Holiday HANGOVER (and how we cope with it)

Given our line of work, it’s not surprising how often the three of us get some form of the following text:

“I’m going to a wedding/party/restaurant - how do I stick to only eating the foods that work for me, without being totally rude?”

Conundrum of the century, people.

Social events, more often than not, mean food. And especially for the plant based eater, or someone who is working through an elimination diet, or is paleo, or whatever the case may be, these big social events can be STRESSFUL.

We get it. We don’t want to seem rude either, and anyone who follows anything but the Standard American Diet knows that lots of questions arise when you deviate from the food norm. And while most of the time easy fixes can be made (and we most often advise calling the restaurant/party site directly - they will accommodate you!) the holidays, filled with family and tradition, can make this problem even tougher and more emotional.
*****
** BRIEF 1 **
In the holiday eating post, what do the writers most often advise people to do to get a restaurant or party to fit their diet?
** BRIEF 2 **
Write the next few paragraphs of the holiday eating post, picking up after its last sentence.
The data after this has no connection to the holiday eating post.

** INFORMATION SUPPLIED **
*****
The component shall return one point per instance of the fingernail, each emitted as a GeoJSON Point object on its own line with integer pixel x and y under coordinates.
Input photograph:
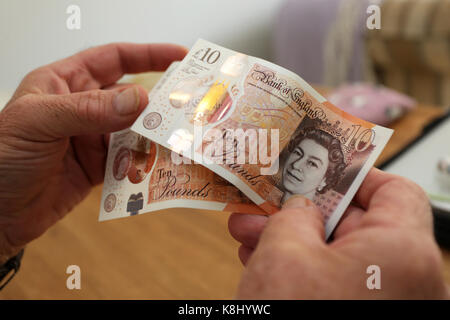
*****
** TASK OUTPUT 1 **
They advise calling the restaurant or party site directly.

** TASK OUTPUT 2 **
SO - how do we handle the holidays without feeling like shit?

1. DON’T APOLOGIZE. YOU HAVE EVERY RIGHT TO EAT WHATEVER THE HELL YOU WANT. OWN IT, GF. AND WHEN PEOPLE ASK WHY YOU DON’T WANT TURKEY? GO INTO THE NIGHT WITH AN ANSWER PREPARED, WHETHER IT’S SOMETHING WITTY OR SNAPPY, A FULL BLOWN EXPLANATION, OR A SIMPLE “NOT IN THE MOOD TONIGHT!” - IF YOU KNOW WHAT TO SAY IN ADVANCE, THE QUESTIONS WON’T BOTHER YOU SO MUCH.

2. STASH SNACKS. THERE’S ABSOLUTELY NOTHING WORSE THAN BEING HANGRY - SO IF WE HAVE A BAG ON US, THERE’S BOUND TO BE A SNACK OR TWO IN THERE JUST IN CASE. THIS IS ESPECIALLY SMART DURING HOLIDAY SEASON. MAYBE YOU SHOW UP TO THANKSGIVING AND DINNER IS DELAYED BY A FEW HOURS CAUSE THE DAMN TURKEY WON’T COOK. MAYBE THE OFFICE CHRISTMAS PARTY CONSISTS SOLELY OF DRINKS AND COCKTAIL WIENERS. WHATEVER IT IS, THE MORE PREPARED YOU ARE, THE MORE TIME YOU BUY YOURSELF TILL HANGRY HITS. SO - WHAT’S IN OUR BAG?

 

  • Jess is a huge trail mix girl - raw almonds, dark chocolate, Made in Nature Super Berries Blend, thrown into a bag and mixed around. Perfection.

  • Kate keeps it simple - dried fruit, like these dried apple rings, are where its at.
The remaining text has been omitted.